Task instructions> Rewrite the lines below, swapping every occurrence of "place a dot" for "put a marker" and leaving everything else unchanged.

Data provided>
(begin)

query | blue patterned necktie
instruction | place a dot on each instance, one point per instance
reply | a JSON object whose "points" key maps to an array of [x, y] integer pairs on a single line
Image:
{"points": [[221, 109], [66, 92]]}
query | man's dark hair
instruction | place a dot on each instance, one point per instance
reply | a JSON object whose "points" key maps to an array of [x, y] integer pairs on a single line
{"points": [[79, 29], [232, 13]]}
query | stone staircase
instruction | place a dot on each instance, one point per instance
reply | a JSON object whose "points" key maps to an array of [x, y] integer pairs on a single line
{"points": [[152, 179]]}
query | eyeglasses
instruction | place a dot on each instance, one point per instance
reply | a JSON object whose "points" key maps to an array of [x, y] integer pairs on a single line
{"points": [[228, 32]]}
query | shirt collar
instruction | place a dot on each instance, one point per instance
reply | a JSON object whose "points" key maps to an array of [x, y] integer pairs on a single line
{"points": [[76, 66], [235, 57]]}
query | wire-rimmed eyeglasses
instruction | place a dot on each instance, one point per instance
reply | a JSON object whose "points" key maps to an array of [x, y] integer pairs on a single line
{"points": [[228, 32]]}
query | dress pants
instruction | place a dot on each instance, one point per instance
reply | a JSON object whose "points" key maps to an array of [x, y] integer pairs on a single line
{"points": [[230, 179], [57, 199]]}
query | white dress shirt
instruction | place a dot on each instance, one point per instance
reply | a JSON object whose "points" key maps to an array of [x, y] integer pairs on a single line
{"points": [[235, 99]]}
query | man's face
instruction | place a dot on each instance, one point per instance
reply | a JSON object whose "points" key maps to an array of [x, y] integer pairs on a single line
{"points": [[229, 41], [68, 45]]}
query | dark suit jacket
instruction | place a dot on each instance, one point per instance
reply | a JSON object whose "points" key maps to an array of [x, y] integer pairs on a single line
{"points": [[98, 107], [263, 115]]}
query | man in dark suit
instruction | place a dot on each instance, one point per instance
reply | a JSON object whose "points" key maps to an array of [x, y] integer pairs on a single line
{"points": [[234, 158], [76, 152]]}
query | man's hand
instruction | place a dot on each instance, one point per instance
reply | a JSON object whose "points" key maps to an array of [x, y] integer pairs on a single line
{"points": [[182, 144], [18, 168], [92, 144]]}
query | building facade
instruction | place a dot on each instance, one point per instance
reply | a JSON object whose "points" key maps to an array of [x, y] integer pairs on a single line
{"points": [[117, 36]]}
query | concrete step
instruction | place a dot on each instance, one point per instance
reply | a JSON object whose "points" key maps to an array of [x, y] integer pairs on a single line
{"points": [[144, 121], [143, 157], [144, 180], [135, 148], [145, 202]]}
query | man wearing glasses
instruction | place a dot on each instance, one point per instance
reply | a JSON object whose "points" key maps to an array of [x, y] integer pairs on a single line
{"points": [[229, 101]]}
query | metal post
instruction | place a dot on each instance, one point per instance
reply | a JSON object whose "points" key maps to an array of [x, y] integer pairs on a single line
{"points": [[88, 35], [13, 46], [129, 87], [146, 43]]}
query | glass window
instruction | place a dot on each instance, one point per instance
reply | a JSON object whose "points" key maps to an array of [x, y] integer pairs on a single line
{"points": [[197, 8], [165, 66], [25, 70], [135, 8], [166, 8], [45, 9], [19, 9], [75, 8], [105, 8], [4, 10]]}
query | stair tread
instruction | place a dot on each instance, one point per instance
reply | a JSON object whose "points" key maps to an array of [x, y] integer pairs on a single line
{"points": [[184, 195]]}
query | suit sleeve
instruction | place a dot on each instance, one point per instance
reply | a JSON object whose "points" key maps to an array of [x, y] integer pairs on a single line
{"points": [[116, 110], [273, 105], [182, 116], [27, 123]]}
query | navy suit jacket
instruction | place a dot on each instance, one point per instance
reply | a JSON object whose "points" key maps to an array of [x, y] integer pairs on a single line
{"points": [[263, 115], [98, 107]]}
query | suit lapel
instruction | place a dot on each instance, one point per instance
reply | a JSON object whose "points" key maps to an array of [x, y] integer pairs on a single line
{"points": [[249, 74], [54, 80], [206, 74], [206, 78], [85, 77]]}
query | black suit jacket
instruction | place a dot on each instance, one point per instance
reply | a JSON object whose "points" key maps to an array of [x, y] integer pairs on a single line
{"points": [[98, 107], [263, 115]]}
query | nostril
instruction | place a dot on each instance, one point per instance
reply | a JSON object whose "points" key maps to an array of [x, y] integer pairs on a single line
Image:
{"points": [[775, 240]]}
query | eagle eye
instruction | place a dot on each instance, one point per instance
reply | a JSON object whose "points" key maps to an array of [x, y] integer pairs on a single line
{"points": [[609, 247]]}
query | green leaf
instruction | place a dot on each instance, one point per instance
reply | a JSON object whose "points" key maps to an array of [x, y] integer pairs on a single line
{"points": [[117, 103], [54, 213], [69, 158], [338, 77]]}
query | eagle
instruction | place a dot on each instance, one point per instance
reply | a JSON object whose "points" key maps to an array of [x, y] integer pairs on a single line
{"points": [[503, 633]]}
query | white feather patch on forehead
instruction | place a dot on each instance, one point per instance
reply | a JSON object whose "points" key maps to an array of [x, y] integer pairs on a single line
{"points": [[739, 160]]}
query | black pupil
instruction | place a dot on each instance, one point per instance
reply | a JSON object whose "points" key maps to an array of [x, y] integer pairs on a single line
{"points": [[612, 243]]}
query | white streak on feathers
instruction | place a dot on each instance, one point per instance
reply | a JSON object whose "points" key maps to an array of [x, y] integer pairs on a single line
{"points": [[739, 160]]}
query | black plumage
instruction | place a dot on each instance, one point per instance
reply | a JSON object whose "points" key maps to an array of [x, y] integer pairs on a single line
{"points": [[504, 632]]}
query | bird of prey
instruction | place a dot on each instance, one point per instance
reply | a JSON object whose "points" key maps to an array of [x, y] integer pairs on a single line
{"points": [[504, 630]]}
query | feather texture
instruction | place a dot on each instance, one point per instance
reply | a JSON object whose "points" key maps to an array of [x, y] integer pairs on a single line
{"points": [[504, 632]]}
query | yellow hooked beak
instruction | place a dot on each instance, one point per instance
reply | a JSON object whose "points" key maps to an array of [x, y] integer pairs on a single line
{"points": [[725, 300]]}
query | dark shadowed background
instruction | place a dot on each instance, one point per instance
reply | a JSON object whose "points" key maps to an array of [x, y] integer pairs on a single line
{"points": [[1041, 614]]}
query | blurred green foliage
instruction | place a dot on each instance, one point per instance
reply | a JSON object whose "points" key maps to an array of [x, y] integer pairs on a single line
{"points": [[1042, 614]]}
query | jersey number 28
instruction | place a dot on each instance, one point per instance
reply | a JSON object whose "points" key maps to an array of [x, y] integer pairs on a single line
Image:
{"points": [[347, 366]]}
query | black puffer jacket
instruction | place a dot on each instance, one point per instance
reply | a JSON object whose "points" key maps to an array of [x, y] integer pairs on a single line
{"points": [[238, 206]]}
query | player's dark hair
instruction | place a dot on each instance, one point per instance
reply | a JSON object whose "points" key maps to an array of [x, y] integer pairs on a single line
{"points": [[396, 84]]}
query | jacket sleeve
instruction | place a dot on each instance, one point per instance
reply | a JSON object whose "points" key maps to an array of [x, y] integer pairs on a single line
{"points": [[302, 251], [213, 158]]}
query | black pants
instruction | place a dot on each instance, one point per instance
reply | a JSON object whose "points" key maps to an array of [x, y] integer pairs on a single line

(end)

Completed task>
query | blue patterned necktie
instruction | put a marker on each instance, one point per instance
reply | a JSON object whose "points" key maps to an array of [x, y] integer pairs on a single line
Image:
{"points": [[221, 109], [66, 92]]}
query | man's dark hair
instruction | put a marker on each instance, one point per instance
reply | a JSON object whose "points" key maps to an array of [x, y] integer pairs on a single line
{"points": [[79, 29], [232, 13]]}
query | stone staircase
instruction | put a marker on each instance, one point per instance
reply | a JSON object whose "points" key maps to an array of [x, y] integer pairs on a single line
{"points": [[152, 179]]}
query | eyeglasses
instruction | put a marker on each instance, one point per instance
reply | a JSON object whose "points" key maps to an array of [x, y] integer pairs on a single line
{"points": [[228, 32]]}
query | shirt collar
instruction | put a marker on each instance, one point per instance
reply | a JSON object whose "points" key maps to an array of [x, y] integer pairs on a single line
{"points": [[76, 66], [235, 57]]}
query | wire-rimmed eyeglasses
instruction | put a marker on each instance, one point per instance
reply | a JSON object whose "points" key maps to an array of [x, y] integer pairs on a single line
{"points": [[228, 32]]}
query | dress pants
instruction | put a marker on each instance, one point per instance
reply | a JSON object whose "points" key maps to an array of [x, y] integer pairs on a single line
{"points": [[230, 179], [57, 199]]}
query | white dress shirt
instruction | put a marker on each instance, one point per instance
reply | a JSON object whose "points" key maps to an array of [x, y] integer pairs on a single line
{"points": [[235, 99]]}
query | man's face
instruction | put a marker on each instance, one point per instance
reply | a JSON object whose "points" key maps to an array of [x, y] integer pairs on a single line
{"points": [[229, 41], [68, 45]]}
query | dark suit jacket
instruction | put a marker on each instance, one point per instance
reply | a JSON object whose "points" key maps to an array of [x, y] integer pairs on a single line
{"points": [[98, 107], [263, 115]]}
query | man in dark suit
instruction | put a marker on each instance, one point per instance
reply | a JSON object whose "points" key maps to an array of [x, y] integer pairs on a single line
{"points": [[234, 158], [76, 152]]}
query | man's hand
instruction | put a marker on each instance, one point per instance
reply | a JSON object whose "points" key maps to an array of [x, y] integer pairs on a single line
{"points": [[182, 144], [18, 168], [92, 144]]}
query | building facade
instruction | put a marker on each instance, one point per instance
reply | a JSON object whose "points" key maps to an array of [x, y] integer pairs on a single line
{"points": [[117, 36]]}
query | concrete step
instruction | put a marker on each instance, one point per instance
reply | a JSON object whose "points" key maps to an array of [x, y] integer pairs on a single line
{"points": [[144, 121], [143, 157], [144, 180], [135, 148], [145, 202]]}
query | man wearing glasses
instruction | put a marker on each instance, one point per instance
reply | a JSON object whose "points" key maps to an array of [x, y] integer pairs on a single line
{"points": [[229, 101]]}
query | metal post
instruction | put a marker on each instance, one point per instance
reply | a JSON object whose "points" key maps to an array of [x, y] integer pairs on a single line
{"points": [[88, 35], [13, 46], [129, 87], [146, 43]]}
query | glass window
instruction | put a marker on each instance, one point per instance
reply | a JSON object whose "points" key maps to an array of [x, y] integer pairs on a single line
{"points": [[197, 8], [165, 66], [25, 70], [135, 8], [166, 8], [45, 9], [19, 9], [75, 8], [105, 8], [4, 10]]}
query | stair tread
instruction | put a marker on each instance, one point per instance
reply | a JSON object whose "points" key maps to an array of [x, y] integer pairs on a single line
{"points": [[184, 195]]}
query | suit sleeve
instruction | put a marker on each instance, one point per instance
reply | a JSON object whose "points" key maps to an array of [x, y] integer pairs on a single line
{"points": [[116, 110], [273, 105], [182, 116], [27, 123]]}
query | navy suit jacket
instruction | put a marker on each instance, one point per instance
reply | a JSON object whose "points" key maps to an array of [x, y] integer pairs on a single line
{"points": [[263, 115], [98, 107]]}
query | suit lapel
instruction | put a marker on each instance, one point per instance
reply | a JSON object whose "points" key maps to an array of [x, y] integer pairs on a single line
{"points": [[249, 74], [54, 80], [206, 74], [206, 78], [85, 77]]}
query | black suit jacket
instruction | put a marker on each instance, one point per instance
reply | a JSON object whose "points" key maps to an array of [x, y] integer pairs on a single line
{"points": [[98, 107], [263, 115]]}
query | nostril
instruction | put a marker on each instance, one point per instance
reply | a JSON object whose "points" key maps to an array of [x, y] integer pairs on a single line
Image:
{"points": [[775, 240]]}
query | eagle eye
instruction | put a marker on each instance, one point per instance
reply | a JSON object whose "points" key maps to an array of [x, y] integer pairs on a single line
{"points": [[609, 247]]}
query | green leaf
instruction | put a marker on each instance, one point per instance
reply | a JSON object whose "points" key maps to an array of [x, y] integer pairs on a single line
{"points": [[117, 103], [54, 213], [69, 158], [338, 77]]}
query | eagle
instruction | put a marker on each instance, one point per instance
reply | a JSON object whose "points" key maps to an array of [x, y] integer pairs on a single line
{"points": [[503, 633]]}
query | white feather patch on forehead
instruction | put a marker on each instance, one point per instance
reply | a JSON object whose "points" key maps to an array of [x, y] integer pairs on a single line
{"points": [[739, 160]]}
query | black pupil
instruction | put a marker on each instance, one point per instance
reply | a JSON object whose "points" key maps to an array of [x, y] integer pairs on a single line
{"points": [[612, 243]]}
query | white streak on feathers
instruction | put a marker on each instance, one point per instance
reply | a JSON object whose "points" key maps to an array of [x, y] integer pairs on a single line
{"points": [[739, 160]]}
query | black plumage
instruction | put a marker on each instance, one point per instance
reply | a JSON object whose "points" key maps to an array of [x, y] integer pairs on a single line
{"points": [[504, 632]]}
query | bird of prey
instruction | put a marker on each instance, one point per instance
reply | a JSON object whose "points" key maps to an array of [x, y] integer pairs on a single line
{"points": [[504, 630]]}
query | feather texture
instruction | put a marker on each instance, one point per instance
reply | a JSON object whose "points" key maps to an array of [x, y] integer pairs on a single line
{"points": [[504, 632]]}
query | yellow hooked beak
instruction | put a marker on each instance, one point per instance
reply | a JSON object whose "points" key maps to an array of [x, y] integer pairs on a single line
{"points": [[725, 300]]}
query | dark shadowed background
instruction | put a marker on each instance, one point per instance
reply | a JSON object whose "points" key maps to an array of [x, y] integer pairs on a single line
{"points": [[1041, 614]]}
query | blurred green foliage
instruction | put a marker on each instance, one point per instance
reply | a JSON object whose "points" key maps to an array of [x, y] integer pairs on a single line
{"points": [[1042, 614]]}
query | jersey number 28
instruction | put a marker on each instance, one point per instance
reply | a JSON object whose "points" key maps to an array of [x, y] integer pairs on a single line
Image:
{"points": [[347, 366]]}
query | black puffer jacket
instruction | put a marker on each instance, one point per instance
reply | a JSON object whose "points" key maps to an array of [x, y] integer pairs on a single line
{"points": [[238, 206]]}
query | player's dark hair
instruction | put a marker on each instance, one point per instance
reply | a JSON object whose "points" key maps to an array of [x, y] integer pairs on a single line
{"points": [[396, 84]]}
query | jacket sleeve
instruction | put a marker on each instance, one point per instance
reply | a JSON object whose "points" key maps to an array of [x, y] integer pairs on a single line
{"points": [[302, 251], [213, 158]]}
query | black pants
instruction | put a marker on each instance, one point per instance
reply | a JSON object whose "points" key maps to an array of [x, y] integer pairs on a single line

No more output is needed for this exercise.